AVAILABLE RECORDS:
•••••

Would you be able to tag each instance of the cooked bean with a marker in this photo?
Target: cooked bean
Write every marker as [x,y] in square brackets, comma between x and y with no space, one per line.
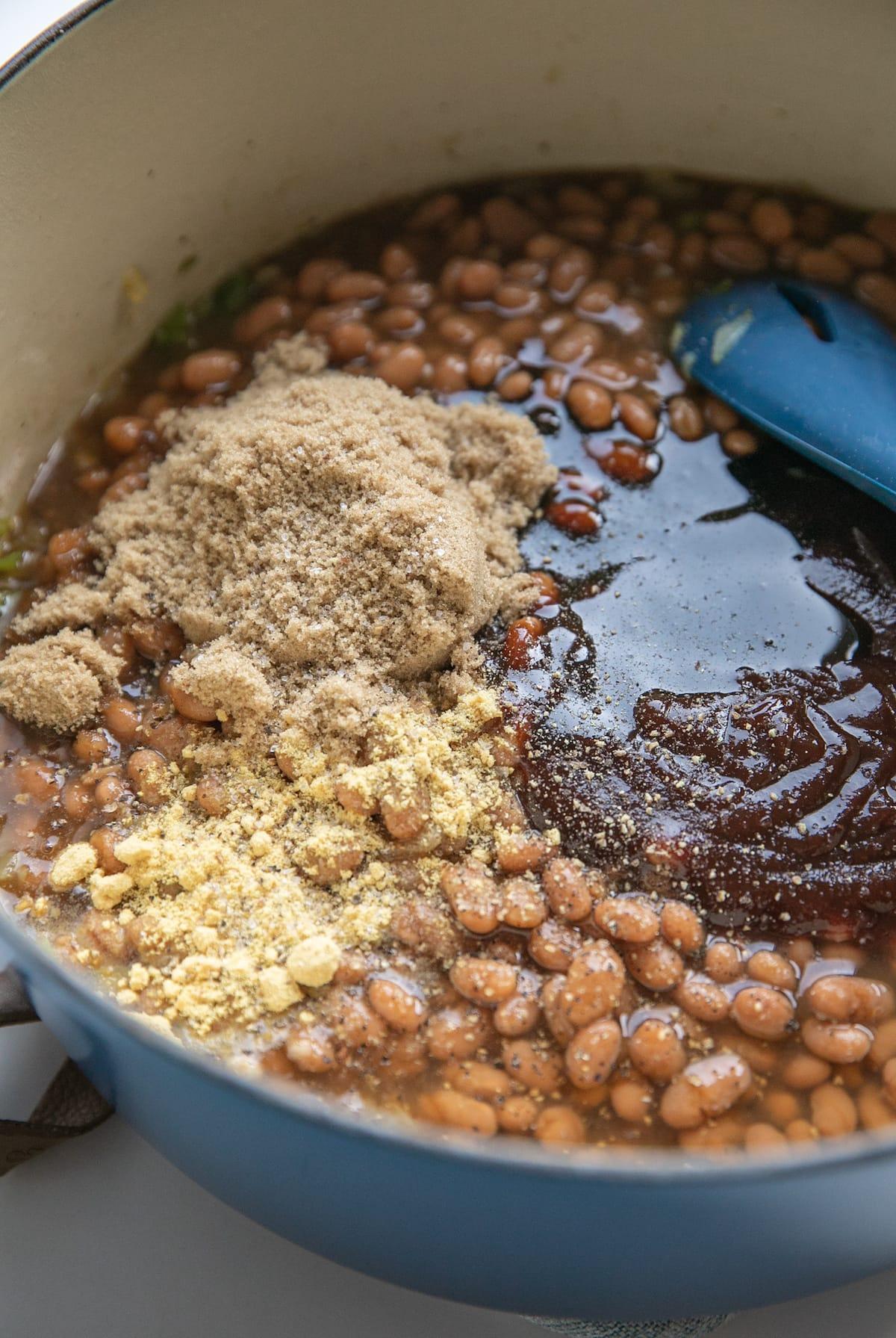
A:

•••••

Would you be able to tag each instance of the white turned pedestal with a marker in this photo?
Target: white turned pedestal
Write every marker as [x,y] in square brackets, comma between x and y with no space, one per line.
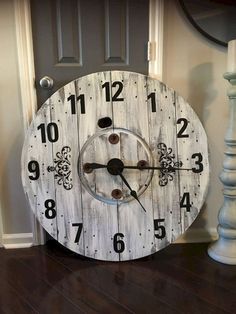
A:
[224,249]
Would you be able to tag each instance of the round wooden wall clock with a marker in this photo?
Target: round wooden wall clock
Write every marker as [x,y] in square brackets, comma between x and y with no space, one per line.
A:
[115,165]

•••••

AIM:
Pick out each line of the rows above that contains the word "clock".

FULL OUTPUT:
Would you be able to tag each instance of the round wooden wall clock with a marker in this photo?
Target: round wooden wall clock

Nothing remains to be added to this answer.